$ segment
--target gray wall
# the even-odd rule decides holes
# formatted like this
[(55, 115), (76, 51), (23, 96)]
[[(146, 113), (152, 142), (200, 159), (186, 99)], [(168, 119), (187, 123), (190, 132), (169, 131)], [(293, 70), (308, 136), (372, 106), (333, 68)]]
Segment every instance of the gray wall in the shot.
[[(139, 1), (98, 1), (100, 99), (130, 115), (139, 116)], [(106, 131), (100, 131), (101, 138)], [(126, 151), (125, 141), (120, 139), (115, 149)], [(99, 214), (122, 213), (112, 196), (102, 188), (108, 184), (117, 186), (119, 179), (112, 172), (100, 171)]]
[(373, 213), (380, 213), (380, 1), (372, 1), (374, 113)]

## PROBLEM DESCRIPTION
Print the records above once more, reproducing every line of them without a single change.

## TASK RESPONSE
$ segment
--target gray wall
# the even-odd rule decides holes
# formatted like this
[(55, 115), (76, 51), (23, 96)]
[[(146, 113), (152, 142), (200, 159), (186, 99)], [(168, 119), (187, 123), (190, 132), (169, 131)], [(293, 70), (308, 136), (372, 106), (333, 68)]]
Segment every instance of the gray wall in the shot.
[[(139, 1), (98, 1), (100, 99), (130, 115), (139, 116)], [(106, 131), (100, 131), (101, 138)], [(126, 151), (125, 141), (120, 139), (115, 149)], [(99, 214), (122, 213), (112, 196), (102, 188), (108, 184), (117, 186), (119, 179), (112, 172), (100, 171)]]
[(373, 213), (380, 213), (380, 1), (372, 1), (374, 113)]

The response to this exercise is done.